**INSTRUCTIONS TO FOLLOW:**
From the entries below, retype only the lines from the one with "Query: white t-shirt on spectator" through the one with "Guideline: the keypoint for each instance of the man wearing", exactly as written.

DATA FOR ANALYSIS START

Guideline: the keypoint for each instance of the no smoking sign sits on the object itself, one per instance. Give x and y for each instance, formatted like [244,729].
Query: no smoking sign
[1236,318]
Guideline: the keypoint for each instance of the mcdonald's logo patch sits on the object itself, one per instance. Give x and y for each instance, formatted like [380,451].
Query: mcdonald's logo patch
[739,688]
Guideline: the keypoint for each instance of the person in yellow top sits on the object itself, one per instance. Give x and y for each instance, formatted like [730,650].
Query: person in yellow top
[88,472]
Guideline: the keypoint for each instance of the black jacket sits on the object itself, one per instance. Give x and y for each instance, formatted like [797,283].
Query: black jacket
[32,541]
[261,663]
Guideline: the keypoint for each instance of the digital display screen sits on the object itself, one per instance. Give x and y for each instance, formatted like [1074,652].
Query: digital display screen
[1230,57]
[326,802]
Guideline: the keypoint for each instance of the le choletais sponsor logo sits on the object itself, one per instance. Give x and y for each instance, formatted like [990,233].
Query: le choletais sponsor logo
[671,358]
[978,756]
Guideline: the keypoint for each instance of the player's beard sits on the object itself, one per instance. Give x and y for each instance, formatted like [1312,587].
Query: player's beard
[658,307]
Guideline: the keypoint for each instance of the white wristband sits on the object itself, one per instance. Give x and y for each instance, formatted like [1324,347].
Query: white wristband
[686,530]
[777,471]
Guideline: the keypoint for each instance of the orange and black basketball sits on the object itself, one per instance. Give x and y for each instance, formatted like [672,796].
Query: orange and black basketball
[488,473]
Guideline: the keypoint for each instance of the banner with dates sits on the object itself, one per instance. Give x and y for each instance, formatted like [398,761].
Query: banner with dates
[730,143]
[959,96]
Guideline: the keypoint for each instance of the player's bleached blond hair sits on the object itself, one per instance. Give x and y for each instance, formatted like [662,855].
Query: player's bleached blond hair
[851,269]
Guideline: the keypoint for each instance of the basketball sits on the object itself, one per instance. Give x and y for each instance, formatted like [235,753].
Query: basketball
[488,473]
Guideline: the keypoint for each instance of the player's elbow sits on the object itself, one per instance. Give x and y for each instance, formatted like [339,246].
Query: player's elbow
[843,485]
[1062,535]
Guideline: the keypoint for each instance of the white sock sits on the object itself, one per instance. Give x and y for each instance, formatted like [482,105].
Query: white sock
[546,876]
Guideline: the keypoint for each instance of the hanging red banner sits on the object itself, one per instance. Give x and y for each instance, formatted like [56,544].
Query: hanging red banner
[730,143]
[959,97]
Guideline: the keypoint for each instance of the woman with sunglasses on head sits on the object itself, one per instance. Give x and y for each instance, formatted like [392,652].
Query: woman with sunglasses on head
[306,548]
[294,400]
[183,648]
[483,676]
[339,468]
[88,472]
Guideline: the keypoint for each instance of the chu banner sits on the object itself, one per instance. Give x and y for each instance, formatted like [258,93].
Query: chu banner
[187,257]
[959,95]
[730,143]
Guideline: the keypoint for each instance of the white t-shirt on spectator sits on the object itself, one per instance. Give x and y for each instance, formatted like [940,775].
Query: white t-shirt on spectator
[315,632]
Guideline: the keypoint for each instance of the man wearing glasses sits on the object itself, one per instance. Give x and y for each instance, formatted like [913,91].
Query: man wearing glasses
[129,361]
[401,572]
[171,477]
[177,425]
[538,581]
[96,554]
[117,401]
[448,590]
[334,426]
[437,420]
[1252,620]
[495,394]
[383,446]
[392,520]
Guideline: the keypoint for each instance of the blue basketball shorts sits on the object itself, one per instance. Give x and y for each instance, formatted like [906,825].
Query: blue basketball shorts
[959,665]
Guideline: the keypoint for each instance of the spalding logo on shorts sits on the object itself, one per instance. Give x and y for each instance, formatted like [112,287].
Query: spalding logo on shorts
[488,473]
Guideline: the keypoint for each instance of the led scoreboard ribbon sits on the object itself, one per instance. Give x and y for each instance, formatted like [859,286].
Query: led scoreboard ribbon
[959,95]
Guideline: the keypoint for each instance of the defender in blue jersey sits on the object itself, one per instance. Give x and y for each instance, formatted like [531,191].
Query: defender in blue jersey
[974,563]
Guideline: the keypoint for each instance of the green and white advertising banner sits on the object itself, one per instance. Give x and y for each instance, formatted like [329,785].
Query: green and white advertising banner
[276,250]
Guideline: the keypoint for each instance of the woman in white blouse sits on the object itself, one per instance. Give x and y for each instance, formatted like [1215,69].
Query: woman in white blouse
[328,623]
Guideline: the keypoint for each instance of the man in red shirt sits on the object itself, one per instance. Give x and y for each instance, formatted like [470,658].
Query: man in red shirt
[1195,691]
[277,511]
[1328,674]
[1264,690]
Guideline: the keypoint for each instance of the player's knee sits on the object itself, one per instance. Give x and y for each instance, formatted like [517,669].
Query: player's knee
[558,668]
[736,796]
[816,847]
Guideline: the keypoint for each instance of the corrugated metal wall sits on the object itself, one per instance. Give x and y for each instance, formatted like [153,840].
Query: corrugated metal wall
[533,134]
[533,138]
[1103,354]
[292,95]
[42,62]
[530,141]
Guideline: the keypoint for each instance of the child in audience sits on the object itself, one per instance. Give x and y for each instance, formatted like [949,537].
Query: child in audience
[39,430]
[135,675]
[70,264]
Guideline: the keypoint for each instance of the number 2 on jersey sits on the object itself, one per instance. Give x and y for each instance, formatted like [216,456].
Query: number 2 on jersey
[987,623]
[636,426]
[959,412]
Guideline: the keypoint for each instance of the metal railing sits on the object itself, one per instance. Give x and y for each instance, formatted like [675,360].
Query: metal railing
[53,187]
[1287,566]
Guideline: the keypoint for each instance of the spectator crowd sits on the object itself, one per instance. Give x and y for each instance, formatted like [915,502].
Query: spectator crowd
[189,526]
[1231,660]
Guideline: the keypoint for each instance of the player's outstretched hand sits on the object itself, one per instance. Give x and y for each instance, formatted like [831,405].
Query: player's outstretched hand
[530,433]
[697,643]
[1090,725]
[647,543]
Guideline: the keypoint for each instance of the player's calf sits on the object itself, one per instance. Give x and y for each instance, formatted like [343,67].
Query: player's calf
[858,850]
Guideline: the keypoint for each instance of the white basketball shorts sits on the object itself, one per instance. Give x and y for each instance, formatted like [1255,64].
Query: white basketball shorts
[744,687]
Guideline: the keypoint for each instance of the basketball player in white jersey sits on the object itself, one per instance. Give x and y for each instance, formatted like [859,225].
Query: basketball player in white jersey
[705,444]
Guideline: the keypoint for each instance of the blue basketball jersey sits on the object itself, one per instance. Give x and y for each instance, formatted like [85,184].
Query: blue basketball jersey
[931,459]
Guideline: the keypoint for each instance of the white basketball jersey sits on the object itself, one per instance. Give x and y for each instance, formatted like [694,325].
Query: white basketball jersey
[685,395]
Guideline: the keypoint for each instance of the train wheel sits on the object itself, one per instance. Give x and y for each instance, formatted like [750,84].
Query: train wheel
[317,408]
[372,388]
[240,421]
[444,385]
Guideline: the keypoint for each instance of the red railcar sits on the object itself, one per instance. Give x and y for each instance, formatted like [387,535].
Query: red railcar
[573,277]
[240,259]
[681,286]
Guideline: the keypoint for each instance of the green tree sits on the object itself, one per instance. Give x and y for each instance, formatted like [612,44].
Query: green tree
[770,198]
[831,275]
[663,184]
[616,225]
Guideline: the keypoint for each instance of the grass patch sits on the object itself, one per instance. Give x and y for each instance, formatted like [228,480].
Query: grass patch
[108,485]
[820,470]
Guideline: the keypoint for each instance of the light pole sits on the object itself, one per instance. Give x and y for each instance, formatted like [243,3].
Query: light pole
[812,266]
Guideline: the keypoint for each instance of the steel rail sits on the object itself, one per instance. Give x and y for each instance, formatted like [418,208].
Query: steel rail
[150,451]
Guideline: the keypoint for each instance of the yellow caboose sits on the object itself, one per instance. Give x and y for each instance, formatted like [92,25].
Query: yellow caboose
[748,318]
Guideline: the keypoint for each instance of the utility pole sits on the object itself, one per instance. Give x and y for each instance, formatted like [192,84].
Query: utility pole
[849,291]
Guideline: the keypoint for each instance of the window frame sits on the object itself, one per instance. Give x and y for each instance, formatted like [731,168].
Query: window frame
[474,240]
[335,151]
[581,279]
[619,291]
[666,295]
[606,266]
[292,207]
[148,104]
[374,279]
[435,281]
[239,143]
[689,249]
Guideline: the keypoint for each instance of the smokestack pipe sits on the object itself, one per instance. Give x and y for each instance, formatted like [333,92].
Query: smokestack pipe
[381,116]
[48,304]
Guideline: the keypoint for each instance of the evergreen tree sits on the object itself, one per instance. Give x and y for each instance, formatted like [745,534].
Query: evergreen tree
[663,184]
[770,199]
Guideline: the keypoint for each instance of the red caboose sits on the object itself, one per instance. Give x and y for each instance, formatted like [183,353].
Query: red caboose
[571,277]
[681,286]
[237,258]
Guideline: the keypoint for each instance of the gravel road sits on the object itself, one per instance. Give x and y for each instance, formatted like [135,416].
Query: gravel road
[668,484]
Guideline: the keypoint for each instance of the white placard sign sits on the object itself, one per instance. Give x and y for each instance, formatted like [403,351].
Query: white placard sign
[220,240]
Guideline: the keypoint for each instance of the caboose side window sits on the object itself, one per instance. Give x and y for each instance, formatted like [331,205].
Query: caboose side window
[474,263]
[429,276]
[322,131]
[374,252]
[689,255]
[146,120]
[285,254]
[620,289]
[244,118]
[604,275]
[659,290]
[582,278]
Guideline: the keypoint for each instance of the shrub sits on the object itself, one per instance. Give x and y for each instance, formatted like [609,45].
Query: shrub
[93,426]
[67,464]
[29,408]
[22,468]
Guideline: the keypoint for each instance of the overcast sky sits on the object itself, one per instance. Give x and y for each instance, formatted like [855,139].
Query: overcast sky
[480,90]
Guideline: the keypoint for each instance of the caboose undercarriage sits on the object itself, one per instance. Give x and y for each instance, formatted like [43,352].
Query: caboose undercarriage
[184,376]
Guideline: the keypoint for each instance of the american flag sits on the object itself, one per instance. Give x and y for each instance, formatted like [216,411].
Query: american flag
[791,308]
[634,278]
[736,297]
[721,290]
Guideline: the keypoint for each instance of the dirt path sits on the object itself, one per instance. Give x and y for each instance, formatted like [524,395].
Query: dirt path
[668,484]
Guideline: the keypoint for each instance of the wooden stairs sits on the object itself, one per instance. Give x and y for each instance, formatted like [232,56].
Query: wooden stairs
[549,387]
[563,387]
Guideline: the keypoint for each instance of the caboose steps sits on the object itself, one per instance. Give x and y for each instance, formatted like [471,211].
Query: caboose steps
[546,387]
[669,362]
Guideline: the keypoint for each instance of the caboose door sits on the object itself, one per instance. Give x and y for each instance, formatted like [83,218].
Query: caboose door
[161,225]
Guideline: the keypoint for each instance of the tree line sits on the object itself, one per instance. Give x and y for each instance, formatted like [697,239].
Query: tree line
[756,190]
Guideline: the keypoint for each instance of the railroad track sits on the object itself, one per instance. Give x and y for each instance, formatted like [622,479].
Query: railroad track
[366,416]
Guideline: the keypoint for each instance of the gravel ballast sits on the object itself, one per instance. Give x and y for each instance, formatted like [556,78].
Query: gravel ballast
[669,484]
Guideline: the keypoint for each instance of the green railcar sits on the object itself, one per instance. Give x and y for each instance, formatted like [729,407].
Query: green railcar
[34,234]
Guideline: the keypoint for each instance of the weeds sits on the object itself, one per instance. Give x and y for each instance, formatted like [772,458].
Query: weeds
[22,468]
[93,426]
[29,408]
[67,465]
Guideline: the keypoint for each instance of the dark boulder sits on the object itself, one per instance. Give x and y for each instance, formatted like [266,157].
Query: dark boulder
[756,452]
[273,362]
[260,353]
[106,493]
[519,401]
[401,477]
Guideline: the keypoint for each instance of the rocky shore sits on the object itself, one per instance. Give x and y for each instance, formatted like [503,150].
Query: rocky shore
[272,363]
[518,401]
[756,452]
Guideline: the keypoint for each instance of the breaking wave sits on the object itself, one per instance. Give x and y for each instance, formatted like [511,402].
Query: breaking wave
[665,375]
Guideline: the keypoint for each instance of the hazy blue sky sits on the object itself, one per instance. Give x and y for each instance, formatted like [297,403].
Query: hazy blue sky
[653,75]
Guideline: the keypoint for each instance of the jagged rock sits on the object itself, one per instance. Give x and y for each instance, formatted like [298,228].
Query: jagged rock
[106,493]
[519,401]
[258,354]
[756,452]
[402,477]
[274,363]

DATA FOR ANALYSIS END

**EXERCISE OUTPUT:**
Query: white t-shirt on spectator
[315,632]
Guideline: the keypoint for each instance of the man wearing glasses sits on the object itself, one per instance. Give x and y for each instance, formatted like [913,91].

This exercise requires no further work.